--- PROBLEM STATEMENT ---
An exact copy of every entry below is needed.

--- Collected data ---

##############################

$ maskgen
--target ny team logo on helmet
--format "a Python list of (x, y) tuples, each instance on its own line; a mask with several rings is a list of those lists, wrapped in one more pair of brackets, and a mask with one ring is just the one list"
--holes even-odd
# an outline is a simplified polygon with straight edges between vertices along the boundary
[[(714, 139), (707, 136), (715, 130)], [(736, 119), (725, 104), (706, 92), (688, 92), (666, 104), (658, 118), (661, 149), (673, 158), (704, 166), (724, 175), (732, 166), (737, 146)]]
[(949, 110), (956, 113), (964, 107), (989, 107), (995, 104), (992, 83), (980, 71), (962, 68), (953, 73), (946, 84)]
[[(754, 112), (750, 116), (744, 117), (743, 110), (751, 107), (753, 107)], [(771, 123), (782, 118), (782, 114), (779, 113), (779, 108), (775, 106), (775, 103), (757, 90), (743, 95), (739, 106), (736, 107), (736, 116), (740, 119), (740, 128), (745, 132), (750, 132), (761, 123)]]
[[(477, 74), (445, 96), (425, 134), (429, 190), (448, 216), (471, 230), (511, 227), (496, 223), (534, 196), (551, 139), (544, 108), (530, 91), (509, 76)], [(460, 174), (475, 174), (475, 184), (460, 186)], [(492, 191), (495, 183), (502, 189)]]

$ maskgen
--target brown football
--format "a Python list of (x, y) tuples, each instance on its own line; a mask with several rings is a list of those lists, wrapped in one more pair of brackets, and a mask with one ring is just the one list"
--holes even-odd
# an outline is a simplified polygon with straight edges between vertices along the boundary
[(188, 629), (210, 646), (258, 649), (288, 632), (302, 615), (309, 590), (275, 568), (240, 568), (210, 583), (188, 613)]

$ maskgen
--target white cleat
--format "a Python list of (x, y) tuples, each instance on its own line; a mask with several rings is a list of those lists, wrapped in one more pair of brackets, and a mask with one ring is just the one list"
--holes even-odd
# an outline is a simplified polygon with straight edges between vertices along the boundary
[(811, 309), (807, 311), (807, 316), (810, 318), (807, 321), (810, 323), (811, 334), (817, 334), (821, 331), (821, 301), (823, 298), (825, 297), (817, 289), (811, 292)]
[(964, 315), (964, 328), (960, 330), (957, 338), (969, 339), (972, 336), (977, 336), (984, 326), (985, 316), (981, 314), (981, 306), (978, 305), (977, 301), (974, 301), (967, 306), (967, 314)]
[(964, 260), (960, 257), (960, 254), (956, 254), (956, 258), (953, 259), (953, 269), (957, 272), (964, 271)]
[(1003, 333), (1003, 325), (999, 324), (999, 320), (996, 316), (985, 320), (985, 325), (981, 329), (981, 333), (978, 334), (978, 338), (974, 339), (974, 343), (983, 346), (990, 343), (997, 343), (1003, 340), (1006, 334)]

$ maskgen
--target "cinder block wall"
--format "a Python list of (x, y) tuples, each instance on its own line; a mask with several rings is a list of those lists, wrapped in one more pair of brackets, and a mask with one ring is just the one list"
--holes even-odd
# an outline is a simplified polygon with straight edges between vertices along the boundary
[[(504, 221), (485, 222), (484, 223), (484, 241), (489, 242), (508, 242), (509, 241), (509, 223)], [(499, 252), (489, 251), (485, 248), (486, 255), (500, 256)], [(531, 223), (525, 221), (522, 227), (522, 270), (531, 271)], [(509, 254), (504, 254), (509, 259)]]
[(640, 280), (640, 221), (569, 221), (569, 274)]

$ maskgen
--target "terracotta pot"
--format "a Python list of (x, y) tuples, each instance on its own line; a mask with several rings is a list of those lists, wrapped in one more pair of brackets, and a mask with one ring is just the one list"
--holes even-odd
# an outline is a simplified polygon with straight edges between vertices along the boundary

##############################

--- PROBLEM SOLUTION ---
$ maskgen
--target ny team logo on helmet
--format "a Python list of (x, y) tuples, each instance on its own line; a mask with several rings is a list of those lists, wrapped in one more pair of brackets, and a mask with one ring is just the one list"
--holes even-odd
# an outline is a simplified polygon with straight edges between vertices along the boundary
[[(714, 139), (707, 136), (715, 130)], [(736, 119), (725, 104), (706, 92), (688, 92), (666, 104), (658, 118), (661, 149), (673, 158), (704, 166), (724, 175), (732, 166), (737, 146)]]
[(949, 110), (956, 113), (964, 107), (989, 107), (995, 104), (992, 83), (980, 71), (962, 68), (953, 73), (946, 84)]
[[(754, 112), (750, 116), (744, 117), (743, 110), (751, 107), (753, 107)], [(771, 123), (782, 118), (782, 114), (779, 113), (779, 108), (775, 106), (775, 103), (757, 90), (743, 95), (739, 106), (736, 107), (736, 116), (740, 119), (740, 128), (745, 132), (750, 132), (761, 123)]]
[[(477, 74), (445, 96), (425, 134), (429, 190), (448, 216), (471, 230), (511, 227), (496, 223), (534, 196), (551, 139), (544, 108), (530, 91), (509, 76)], [(460, 174), (475, 174), (475, 184), (460, 186)], [(492, 191), (495, 183), (502, 189)]]

$ maskgen
--target brown football
--format "a Python list of (x, y) tuples, each instance on its own line; a mask with several rings is a list of those lists, wrapped in one more pair of brackets, and a mask with one ring is just the one list"
--holes even-odd
# an outline is a simplified polygon with straight edges between vertices along the boundary
[(188, 629), (210, 646), (258, 649), (288, 632), (302, 615), (309, 590), (275, 568), (240, 568), (210, 583), (188, 613)]

$ maskgen
--target white cleat
--format "a Python list of (x, y) tuples, each instance on its own line; a mask with several rings is a list of those lists, wrapped in one more pair of brackets, and a mask with one ring is just the one list"
--holes even-odd
# an outline is a simplified polygon with straight edges between vertices along the boundary
[(811, 309), (807, 311), (807, 316), (810, 318), (807, 321), (810, 323), (811, 334), (817, 334), (821, 331), (821, 301), (823, 298), (825, 297), (817, 289), (811, 292)]
[(964, 315), (964, 328), (960, 330), (957, 338), (969, 339), (972, 336), (977, 336), (984, 326), (985, 316), (981, 314), (981, 306), (978, 305), (977, 301), (974, 301), (967, 306), (967, 314)]
[(964, 260), (960, 257), (960, 254), (956, 254), (956, 258), (953, 259), (953, 269), (957, 272), (964, 271)]
[(1003, 333), (1003, 325), (999, 324), (999, 320), (996, 316), (985, 320), (985, 325), (981, 329), (981, 333), (978, 334), (978, 338), (974, 339), (974, 343), (983, 346), (990, 343), (997, 343), (1003, 340), (1006, 334)]

$ maskgen
--target "cinder block wall"
--format "a Python list of (x, y) tuples, each instance on its own line; a mask with several rings is a list of those lists, wrapped in one more pair of brackets, and a mask with one ring is just the one list"
--holes even-odd
# an outline is a simplified polygon with straight edges between vertices along the boundary
[[(504, 221), (485, 222), (484, 223), (484, 241), (489, 242), (508, 242), (509, 241), (509, 223)], [(499, 252), (489, 251), (485, 248), (486, 255), (500, 256)], [(531, 223), (525, 221), (522, 227), (522, 270), (531, 271)], [(509, 254), (504, 254), (509, 259)]]
[(640, 280), (640, 221), (569, 221), (569, 274)]

$ maskgen
--target "terracotta pot"
--format "a Python list of (x, y) tuples, each instance on its own line; a mask with several rings is a list of those lists, wrapped in one more pair of brackets, and a mask with one ring is just the one list"
--holes even-odd
# an outline is a simplified polygon with straight edges between vertices along the boundary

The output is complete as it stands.